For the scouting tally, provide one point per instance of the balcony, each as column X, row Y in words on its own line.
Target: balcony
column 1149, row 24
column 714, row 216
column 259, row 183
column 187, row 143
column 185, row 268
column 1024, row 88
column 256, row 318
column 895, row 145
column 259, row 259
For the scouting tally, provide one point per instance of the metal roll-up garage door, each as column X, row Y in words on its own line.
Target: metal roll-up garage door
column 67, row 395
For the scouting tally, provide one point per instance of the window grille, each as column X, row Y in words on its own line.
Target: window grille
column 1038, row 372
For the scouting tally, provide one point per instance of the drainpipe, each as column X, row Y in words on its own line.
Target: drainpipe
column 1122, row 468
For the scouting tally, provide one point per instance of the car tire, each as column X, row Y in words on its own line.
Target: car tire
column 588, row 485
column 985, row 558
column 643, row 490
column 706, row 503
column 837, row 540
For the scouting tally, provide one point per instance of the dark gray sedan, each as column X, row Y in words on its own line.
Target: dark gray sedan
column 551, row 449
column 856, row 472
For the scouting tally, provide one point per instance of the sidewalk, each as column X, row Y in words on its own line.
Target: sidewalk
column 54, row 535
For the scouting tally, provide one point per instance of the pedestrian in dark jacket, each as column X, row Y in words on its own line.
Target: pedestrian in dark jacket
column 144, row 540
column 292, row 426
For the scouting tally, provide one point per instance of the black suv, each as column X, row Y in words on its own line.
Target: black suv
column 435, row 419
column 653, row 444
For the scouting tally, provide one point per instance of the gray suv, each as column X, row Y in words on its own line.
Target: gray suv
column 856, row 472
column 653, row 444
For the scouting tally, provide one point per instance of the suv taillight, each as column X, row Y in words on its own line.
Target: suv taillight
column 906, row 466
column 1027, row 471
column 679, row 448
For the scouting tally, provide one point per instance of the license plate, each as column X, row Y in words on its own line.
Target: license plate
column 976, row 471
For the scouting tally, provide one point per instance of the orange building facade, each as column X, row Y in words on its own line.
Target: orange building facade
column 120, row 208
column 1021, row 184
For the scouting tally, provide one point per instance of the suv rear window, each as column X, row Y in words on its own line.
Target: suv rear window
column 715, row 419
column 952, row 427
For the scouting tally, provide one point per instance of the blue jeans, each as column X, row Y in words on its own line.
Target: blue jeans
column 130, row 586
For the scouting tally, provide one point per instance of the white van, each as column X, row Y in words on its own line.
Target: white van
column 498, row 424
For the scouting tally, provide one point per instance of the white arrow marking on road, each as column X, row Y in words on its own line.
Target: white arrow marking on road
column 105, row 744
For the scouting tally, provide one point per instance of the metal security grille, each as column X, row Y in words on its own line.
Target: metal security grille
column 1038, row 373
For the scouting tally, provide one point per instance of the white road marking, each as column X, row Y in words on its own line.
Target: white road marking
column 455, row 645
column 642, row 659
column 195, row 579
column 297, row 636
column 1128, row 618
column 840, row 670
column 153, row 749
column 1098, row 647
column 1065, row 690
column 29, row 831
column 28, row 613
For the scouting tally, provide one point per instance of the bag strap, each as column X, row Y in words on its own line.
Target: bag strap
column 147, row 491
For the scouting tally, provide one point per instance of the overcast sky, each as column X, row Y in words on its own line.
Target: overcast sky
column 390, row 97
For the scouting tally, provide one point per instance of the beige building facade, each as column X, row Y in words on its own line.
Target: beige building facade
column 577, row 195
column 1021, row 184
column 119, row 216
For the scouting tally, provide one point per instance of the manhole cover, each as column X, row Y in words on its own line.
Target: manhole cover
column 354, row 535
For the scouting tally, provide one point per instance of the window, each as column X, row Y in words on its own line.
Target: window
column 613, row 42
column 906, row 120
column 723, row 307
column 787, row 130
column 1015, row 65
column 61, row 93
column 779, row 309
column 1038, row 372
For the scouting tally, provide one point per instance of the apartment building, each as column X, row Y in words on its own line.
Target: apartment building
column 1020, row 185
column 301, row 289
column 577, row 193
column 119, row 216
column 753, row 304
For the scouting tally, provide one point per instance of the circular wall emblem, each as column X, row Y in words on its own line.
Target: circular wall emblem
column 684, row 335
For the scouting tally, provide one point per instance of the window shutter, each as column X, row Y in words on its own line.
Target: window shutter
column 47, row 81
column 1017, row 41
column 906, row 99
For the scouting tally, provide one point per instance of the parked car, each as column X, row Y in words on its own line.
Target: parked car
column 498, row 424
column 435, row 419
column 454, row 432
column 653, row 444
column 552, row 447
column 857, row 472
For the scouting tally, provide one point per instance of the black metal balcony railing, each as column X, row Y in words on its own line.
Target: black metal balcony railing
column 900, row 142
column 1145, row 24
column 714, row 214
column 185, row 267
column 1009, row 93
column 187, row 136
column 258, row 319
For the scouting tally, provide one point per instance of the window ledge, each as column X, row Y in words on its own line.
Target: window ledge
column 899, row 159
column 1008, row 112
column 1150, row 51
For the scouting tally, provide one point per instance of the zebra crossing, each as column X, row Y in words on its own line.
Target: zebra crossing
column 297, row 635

____________

▶ [What to do]:
Please rewrite all the lines above, changing every "scouting tally" to "street survey" and leaving the rest unchanged.

▶ [Answer for the task]:
For the street survey, provide one point per instance of the balcony, each as column X, row Y in words on its own line.
Target: balcony
column 1149, row 24
column 714, row 216
column 259, row 183
column 187, row 143
column 185, row 268
column 1024, row 88
column 256, row 318
column 895, row 145
column 259, row 259
For the street survey, provide one point per instance of the metal roll-up garage door, each as column X, row Y in words on its own line.
Target: metal roll-up garage door
column 67, row 395
For the street survey, provide one point per instance of the window grille, each as column X, row Y in words on its own line.
Target: window grille
column 1038, row 372
For the street survey, provide one point per instance of the drainpipe, each as column X, row Y in words on its own line.
Target: drainpipe
column 1122, row 468
For the street survey, provide one point per instance of the car tire, each as column X, row Y in words on its own line.
Target: car tire
column 588, row 485
column 985, row 558
column 643, row 490
column 706, row 503
column 837, row 540
For the street survey, provide one point per instance of the dark gray sedan, each as column X, row Y in words on its own line.
Target: dark gray sedan
column 551, row 449
column 856, row 472
For the street survey, provide one point per instance of the sidewalk, each as column X, row Y in words on its own line.
Target: sidewalk
column 54, row 535
For the street survey, provide one point per instance of the pedestrian in dark jacket, each as column X, row Y in words on its own line.
Target: pedestrian in dark jacket
column 144, row 540
column 292, row 426
For the street survey, provide one point per instance of the black suv, each as column X, row Y in words on its own line.
Target: black suv
column 435, row 419
column 653, row 444
For the street survey, provide one point per instance of the gray suv, each as column X, row Y in words on its own line.
Target: gray suv
column 856, row 472
column 653, row 444
For the street survey, provide one point per instance of the suv taillight, each as column X, row Y in words on its own line.
Target: suv taillight
column 906, row 466
column 1027, row 471
column 679, row 448
For the street survey, provide one point per instance of the license plate, each as column X, row Y in words on its own line.
Target: license plate
column 976, row 471
For the street survey, provide one point per instance of the orange building facade, each as column X, row Y in words on its own line.
Target: orange building facade
column 120, row 208
column 1021, row 184
For the street survey, provide one point per instance of the suv rear window, each as column X, row Y in words on its own line.
Target: suv rear window
column 715, row 419
column 952, row 427
For the street survey, provide one point per instance of the blue jeans, each as column X, row Y in words on its own line.
Target: blue jeans
column 130, row 586
For the street survey, provide one point per instance of the white van, each as column X, row Y in words on its own line.
Target: white van
column 498, row 424
For the street survey, provide one point per instance of the white arrow marking on road, each as column X, row Y in words on its own line.
Target: white arrow marking on road
column 105, row 744
For the street survey, provide one point per instance of the metal security grille, each as column X, row Y in words on its own line.
Target: metal security grille
column 1038, row 373
For the street survey, provide one point per instance of the white road marking, each as column X, row Y in words on its own line.
Target: white road marking
column 455, row 645
column 642, row 659
column 195, row 579
column 297, row 636
column 1128, row 618
column 840, row 670
column 153, row 749
column 1098, row 647
column 1065, row 690
column 29, row 831
column 28, row 613
For the street survey, provide one point per instance of the bag strap, each as column X, row Y in words on its own line.
Target: bag strap
column 147, row 491
For the street survey, provide one point per instance of the overcast sky, each as column X, row Y in words on its own line.
Target: overcast sky
column 390, row 97
For the street survey, provide one point per instance of the beige building facade, each as column X, row Y in words on its own line.
Target: beige building facade
column 577, row 195
column 1021, row 184
column 119, row 216
For the street survey, provide one point per instance of the manhole cover, each as column X, row Y in words on its own line.
Target: manhole cover
column 354, row 535
For the street survey, provide one point per instance of the window, each as column X, row Y in words on its own line.
Target: window
column 613, row 42
column 906, row 120
column 723, row 307
column 787, row 130
column 1015, row 65
column 61, row 93
column 779, row 309
column 1038, row 372
For the street survey, provide one point per instance of the apartment building, each as column X, row Y in words on its own line.
Target: apartment building
column 1020, row 185
column 301, row 289
column 577, row 193
column 119, row 216
column 753, row 304
For the street survey, provide one point per instance of the circular wall emblem, each as column X, row Y in words on its own line.
Target: circular wall emblem
column 684, row 335
For the street survey, provide one point per instance of the window shutter, each as column X, row Y in words on its own line.
Target: window shutter
column 47, row 81
column 1017, row 41
column 906, row 99
For the street survey, provide one point per instance of the parked car, each as column X, row Y in words on its own line.
Target: parked car
column 498, row 424
column 435, row 419
column 454, row 432
column 653, row 444
column 552, row 447
column 857, row 472
For the street survey, provide one point per instance of the black metal balcony railing, each as column X, row Y in words on its own line.
Target: black metal balcony railing
column 900, row 142
column 1145, row 24
column 714, row 214
column 185, row 267
column 1009, row 93
column 187, row 136
column 258, row 319
For the street survey, provide one point per instance of the window ledge, each as column X, row Y in words on its own line.
Target: window ledge
column 899, row 159
column 1008, row 112
column 1150, row 51
For the street survey, provide one point per instance of the zebra crossing, each as column X, row Y in words on its own line.
Target: zebra crossing
column 297, row 635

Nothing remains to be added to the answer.